§ **Exercise prompt**
Each line below from the one containing "x=120, y=220" through the one containing "x=166, y=194" should be output exactly as it stands, and no other line should appear.

Material supplied Block Start

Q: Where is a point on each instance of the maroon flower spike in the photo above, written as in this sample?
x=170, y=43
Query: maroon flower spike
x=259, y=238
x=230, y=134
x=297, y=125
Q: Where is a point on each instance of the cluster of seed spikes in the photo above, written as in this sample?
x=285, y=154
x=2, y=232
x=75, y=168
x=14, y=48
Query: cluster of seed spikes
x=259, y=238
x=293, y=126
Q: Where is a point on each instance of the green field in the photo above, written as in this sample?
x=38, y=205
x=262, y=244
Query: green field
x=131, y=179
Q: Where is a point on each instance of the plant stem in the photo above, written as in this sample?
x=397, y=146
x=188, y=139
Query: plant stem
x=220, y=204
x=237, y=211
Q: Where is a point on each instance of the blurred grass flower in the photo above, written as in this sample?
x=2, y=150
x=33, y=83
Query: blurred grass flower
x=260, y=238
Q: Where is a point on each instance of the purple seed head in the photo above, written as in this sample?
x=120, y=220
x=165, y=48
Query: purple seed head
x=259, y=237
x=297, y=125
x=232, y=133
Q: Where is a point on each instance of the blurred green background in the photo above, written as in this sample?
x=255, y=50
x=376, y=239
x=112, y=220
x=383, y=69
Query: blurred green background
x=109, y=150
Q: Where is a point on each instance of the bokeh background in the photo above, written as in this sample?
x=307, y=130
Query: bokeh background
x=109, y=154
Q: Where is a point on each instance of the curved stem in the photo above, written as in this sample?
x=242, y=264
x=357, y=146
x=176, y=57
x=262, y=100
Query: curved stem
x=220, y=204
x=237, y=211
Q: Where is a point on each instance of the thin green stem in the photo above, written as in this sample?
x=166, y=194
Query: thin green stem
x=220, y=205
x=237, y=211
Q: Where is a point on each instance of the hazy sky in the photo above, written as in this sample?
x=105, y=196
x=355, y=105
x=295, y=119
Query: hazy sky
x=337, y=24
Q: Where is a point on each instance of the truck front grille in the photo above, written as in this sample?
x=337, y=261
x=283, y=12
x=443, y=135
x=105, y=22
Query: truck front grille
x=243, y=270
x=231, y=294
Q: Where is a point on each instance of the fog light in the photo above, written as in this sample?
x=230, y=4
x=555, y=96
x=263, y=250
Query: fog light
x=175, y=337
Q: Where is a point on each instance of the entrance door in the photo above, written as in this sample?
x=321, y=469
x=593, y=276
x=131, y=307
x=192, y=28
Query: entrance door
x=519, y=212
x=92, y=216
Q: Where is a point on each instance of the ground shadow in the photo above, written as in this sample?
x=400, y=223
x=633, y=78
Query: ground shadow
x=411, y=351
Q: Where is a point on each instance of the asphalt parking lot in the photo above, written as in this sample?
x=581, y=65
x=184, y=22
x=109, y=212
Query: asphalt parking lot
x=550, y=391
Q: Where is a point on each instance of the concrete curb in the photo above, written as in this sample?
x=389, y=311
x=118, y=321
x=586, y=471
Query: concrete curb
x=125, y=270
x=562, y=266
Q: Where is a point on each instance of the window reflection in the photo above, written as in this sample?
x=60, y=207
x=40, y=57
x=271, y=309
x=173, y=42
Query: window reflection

Material supplied Block End

§ **Response**
x=120, y=220
x=165, y=48
Query: purple seed head
x=259, y=237
x=297, y=125
x=232, y=133
Q: Where is a point on each instance of the blurred green background in the photo above, written as in this sample?
x=255, y=50
x=376, y=239
x=112, y=220
x=383, y=69
Query: blurred green background
x=109, y=150
Q: Where is a point on each instance of the bokeh background in the photo above, written as in this sample?
x=307, y=130
Query: bokeh background
x=109, y=154
Q: Where is a point on each instance of the curved stem in the photo above, written as in this sample?
x=242, y=264
x=357, y=146
x=176, y=57
x=262, y=100
Query: curved stem
x=220, y=204
x=237, y=211
Q: Where is a point on each instance of the thin green stem in the photo above, written as in this sample?
x=166, y=194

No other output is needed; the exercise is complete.